::: Source material

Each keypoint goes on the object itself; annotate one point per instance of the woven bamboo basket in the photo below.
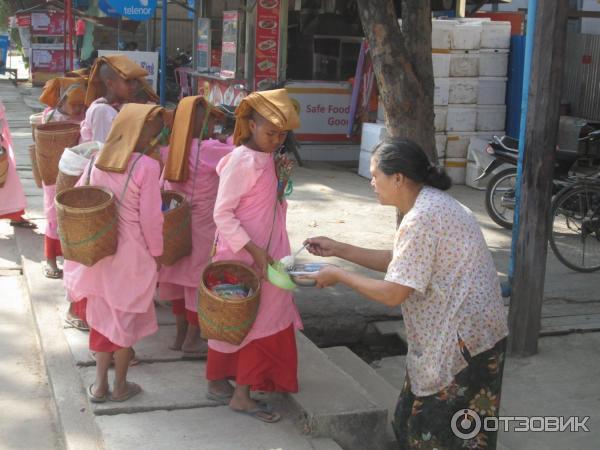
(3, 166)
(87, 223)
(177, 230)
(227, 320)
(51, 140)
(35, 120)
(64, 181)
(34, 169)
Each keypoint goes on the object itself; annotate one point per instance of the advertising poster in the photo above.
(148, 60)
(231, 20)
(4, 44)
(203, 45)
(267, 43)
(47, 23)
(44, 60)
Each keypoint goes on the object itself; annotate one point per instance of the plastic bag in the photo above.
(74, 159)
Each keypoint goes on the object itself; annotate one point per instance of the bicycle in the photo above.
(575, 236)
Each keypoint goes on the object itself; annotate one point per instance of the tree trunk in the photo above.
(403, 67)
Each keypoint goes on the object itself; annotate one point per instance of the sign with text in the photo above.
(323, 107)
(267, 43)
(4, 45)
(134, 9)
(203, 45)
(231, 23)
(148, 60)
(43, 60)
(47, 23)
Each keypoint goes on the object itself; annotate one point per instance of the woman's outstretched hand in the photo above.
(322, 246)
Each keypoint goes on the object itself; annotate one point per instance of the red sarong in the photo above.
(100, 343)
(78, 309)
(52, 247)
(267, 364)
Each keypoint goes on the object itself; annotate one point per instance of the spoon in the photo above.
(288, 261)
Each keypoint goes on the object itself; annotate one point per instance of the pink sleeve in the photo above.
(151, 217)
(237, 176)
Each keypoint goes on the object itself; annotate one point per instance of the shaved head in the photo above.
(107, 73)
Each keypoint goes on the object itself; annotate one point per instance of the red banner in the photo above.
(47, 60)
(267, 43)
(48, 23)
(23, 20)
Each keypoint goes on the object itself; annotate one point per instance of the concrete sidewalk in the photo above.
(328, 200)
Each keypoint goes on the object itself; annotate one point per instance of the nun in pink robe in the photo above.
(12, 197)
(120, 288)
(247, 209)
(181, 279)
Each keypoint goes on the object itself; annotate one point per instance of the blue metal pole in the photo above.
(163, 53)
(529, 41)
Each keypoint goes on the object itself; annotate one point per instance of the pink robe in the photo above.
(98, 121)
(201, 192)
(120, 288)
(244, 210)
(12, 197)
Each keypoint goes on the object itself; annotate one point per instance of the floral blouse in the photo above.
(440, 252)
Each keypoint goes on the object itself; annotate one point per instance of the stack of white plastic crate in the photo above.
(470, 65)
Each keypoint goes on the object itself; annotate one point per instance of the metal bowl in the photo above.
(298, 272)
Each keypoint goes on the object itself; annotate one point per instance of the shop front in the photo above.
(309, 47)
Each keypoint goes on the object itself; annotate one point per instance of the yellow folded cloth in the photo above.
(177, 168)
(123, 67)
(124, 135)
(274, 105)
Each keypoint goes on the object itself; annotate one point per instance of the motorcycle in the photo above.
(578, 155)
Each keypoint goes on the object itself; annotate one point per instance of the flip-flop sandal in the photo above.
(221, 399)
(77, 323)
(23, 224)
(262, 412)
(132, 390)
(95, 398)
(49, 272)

::::::
::: Source material

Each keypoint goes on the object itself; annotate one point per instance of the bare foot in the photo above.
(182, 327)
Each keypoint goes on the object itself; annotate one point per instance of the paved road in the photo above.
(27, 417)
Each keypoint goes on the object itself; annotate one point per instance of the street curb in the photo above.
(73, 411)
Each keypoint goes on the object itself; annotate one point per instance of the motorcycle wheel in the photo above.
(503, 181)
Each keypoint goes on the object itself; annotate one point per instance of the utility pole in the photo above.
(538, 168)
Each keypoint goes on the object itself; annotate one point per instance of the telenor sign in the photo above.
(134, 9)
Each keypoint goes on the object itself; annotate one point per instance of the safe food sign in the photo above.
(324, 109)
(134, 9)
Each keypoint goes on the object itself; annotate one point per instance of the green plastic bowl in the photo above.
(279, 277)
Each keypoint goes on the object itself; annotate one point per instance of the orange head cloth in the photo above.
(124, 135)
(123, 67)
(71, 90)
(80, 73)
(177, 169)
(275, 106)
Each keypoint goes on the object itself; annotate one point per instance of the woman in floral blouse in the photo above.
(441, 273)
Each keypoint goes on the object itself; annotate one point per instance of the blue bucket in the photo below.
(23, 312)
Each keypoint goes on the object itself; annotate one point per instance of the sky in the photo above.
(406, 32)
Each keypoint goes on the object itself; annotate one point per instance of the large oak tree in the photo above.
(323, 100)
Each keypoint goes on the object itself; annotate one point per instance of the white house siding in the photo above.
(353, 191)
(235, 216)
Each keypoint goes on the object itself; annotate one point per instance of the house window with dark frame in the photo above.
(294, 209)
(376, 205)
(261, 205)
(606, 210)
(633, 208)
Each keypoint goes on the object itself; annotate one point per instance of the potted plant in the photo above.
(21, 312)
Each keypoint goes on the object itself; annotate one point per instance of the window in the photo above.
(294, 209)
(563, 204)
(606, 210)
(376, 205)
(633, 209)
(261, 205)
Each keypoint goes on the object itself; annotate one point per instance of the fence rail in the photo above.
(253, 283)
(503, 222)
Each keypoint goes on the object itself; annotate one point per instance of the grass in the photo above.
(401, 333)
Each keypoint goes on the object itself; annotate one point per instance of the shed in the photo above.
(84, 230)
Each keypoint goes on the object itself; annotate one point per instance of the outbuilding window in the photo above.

::::::

## Stated task
Update the lines from the one holding "the window in the photo above." through the one holding "outbuilding window in the photo above.", inclusive, replacing "fence rail" with "railing" and leaving everything else unchanged.

## Response to this task
Each keypoint goes on the object itself; annotate one point per instance of the window in the photo above.
(294, 209)
(563, 204)
(606, 210)
(376, 205)
(633, 209)
(261, 205)
Each keypoint goes on the object itself; annotate one point per instance of the railing in the photo above.
(253, 283)
(503, 222)
Each keypoint goes on the object itself; annotate one point per instance of the grass in the photo above.
(401, 333)
Each keypoint goes on the object itself; annotate one point per instance of the shed in the photo above.
(84, 230)
Each keypoint goes on the object itself; annotate one point per instance of the outbuilding window in the photo above.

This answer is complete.